START Selected extract

Some recent critics, and even some theologians, have been appalled at all this, however. They see in this scenario a Christ who is a victim of God’s bloodthirsty rage. But remember that orthodox Christianity is trinitarian. The Cross is not the Big Father God pounding the Smaller Son God to death. It is the One God—Father, Son, and Spirit—who suffers in the Cross-event. Indeed, the one God suffers in all three persons: as the one on the Cross, yes, but also as the loving Father and Spirit who hate to see him hurt, even as they support him in his necessary work. So there is no “divine child abuse,” as some put it, in this doctrine.
But why doesn’t God just forgive us? Why does anyone have to suffer at all?
The first thing to say is that forgiveness of any serious transgression means someone has to suffer. If you have forgiven a painful injury, you know how much it hurts to refuse to get even, let alone seek vengeance, and instead to forgive.
The second thing to say, however, is that the Cross is more than just an elaborate, and shocking, symbol of God’s self-sacrificial forgiveness. The Cross takes care of something; it accomplishes something.
Many of the world’s religions speak of wrong actions as affecting the order of things, not just making the gods or other people or oneself unhappy. In India, when one fails to do what one should, one’s negative actions create negative karma. In tribal societies around the world, breaking tabus (whether one meant to do so or not) creates a bad situation that requires corrective action. And in ancient Israel, failing to follow God’s law, even in unintentional transgression, was called sin, and required an appropriate sacrifice.
Christianity shares this sense that sin is not only a rupture in our relationship with God and others. Such a rupture could be met indeed with forgiveness. Sin also somehow makes a mess, incurs a debt, infects a soul, and so on in a range of metaphors that all point to a problem in the nature of things that needs solving.
Five-year-old Billy uses his crayons to decorate Mom’s heirloom Irish linen tablecloth. He has been told not to do so, and he does it anyway. When Mom calls him to account, Billy sees how sad she is and repents. Mom forgives him. All is well—except that the tablecloth still needs washing. The relationship of Mom and Billy is restored by forgiveness, but someone still needs to take care of the objective state of affairs caused by Billy’s sin.

END Selected extract
START Material provided

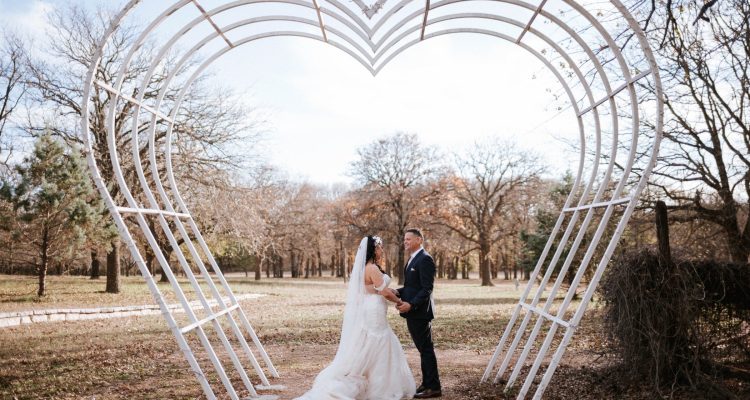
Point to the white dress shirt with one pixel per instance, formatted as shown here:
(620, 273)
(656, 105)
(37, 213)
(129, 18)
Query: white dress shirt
(413, 255)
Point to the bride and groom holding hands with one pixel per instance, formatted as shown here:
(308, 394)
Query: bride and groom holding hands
(370, 362)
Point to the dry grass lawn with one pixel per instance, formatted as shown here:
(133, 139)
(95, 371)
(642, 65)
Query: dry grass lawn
(297, 320)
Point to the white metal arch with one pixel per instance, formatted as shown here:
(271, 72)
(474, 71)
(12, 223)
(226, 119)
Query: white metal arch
(374, 34)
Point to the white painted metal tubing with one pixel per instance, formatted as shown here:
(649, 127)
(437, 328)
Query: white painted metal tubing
(148, 211)
(122, 227)
(605, 218)
(623, 200)
(551, 239)
(623, 221)
(210, 318)
(542, 313)
(132, 100)
(618, 90)
(561, 246)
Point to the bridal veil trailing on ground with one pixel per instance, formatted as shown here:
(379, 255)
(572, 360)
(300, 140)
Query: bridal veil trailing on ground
(370, 362)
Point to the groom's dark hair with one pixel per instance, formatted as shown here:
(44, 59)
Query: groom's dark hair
(416, 232)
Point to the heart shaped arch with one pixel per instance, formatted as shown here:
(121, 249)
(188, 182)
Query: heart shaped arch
(596, 62)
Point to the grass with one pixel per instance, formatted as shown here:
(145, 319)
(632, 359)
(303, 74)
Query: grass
(298, 322)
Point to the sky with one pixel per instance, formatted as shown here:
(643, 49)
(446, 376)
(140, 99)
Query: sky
(321, 105)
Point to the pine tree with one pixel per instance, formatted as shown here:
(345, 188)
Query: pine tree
(52, 200)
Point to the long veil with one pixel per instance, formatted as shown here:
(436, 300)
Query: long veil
(352, 328)
(344, 376)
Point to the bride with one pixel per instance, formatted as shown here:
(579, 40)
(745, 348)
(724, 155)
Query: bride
(369, 363)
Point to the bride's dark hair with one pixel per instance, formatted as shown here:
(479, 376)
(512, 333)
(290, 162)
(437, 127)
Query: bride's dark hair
(372, 242)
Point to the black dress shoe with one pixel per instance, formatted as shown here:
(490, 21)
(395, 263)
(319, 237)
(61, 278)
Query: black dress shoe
(428, 394)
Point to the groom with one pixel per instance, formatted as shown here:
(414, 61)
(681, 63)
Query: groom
(416, 306)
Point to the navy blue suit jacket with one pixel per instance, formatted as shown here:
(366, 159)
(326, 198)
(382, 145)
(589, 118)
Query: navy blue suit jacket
(419, 278)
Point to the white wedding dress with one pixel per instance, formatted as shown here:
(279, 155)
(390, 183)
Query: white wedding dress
(370, 363)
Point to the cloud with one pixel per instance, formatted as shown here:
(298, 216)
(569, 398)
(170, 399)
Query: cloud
(26, 17)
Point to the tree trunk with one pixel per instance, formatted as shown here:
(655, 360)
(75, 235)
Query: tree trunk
(95, 264)
(662, 235)
(293, 263)
(320, 264)
(258, 266)
(484, 263)
(45, 261)
(400, 264)
(113, 268)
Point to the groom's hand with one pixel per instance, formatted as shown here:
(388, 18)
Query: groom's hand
(404, 307)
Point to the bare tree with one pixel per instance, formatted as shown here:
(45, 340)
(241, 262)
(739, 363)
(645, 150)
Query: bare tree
(489, 175)
(13, 87)
(704, 165)
(207, 124)
(394, 170)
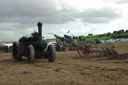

END Material provided

Resume the passage on the Cross and forgiveness, starting right after its final sentence.

I owe you a thousand dollars. It’s time to pay up, and I tell you that I need the money for something else. You compassionately see my side of things, and you decide to forgive the loan, and forgive me. We thus remain friends. But the fact remains that you are out a thousand dollars. Either I pay it, or you do—no matter how we feel about each other.
In the Cross of Christ there is a disorder that is rectified, a stain that is removed, a disease that is cured, a penalty that is paid, a something wrong that is made right by Jesus’ sacrifice of himself. Jesus anticipates that horrible reality in the Garden of Gethsemane and acknowledges that the “cup” of suffering must be drained by someone, either us or him. However we feel about him and however he feels about us, the cup is still there. And he chooses to drink it on our behalf.
The Cross of Christ therefore shows us an impressive example of commitment to a cause. It depicts God’s love in dramatic terms. It inspires devotion. And, indeed, it marks Christ’s victory over all of our enemies—particularly death, hell, and the devil. All of these, and more, are valid and important aspects of the Atonement.
The Cross of Christ also, however, did what needed to be done, however dimly we perceive it–and I certainly wish I perceived it better than I’ve been able to sketch here!
Let us look hard, then, with wonder, and horror, and gratitude, and see what we can see.
“Behold! The Lamb of God who takes away the sin of the world.”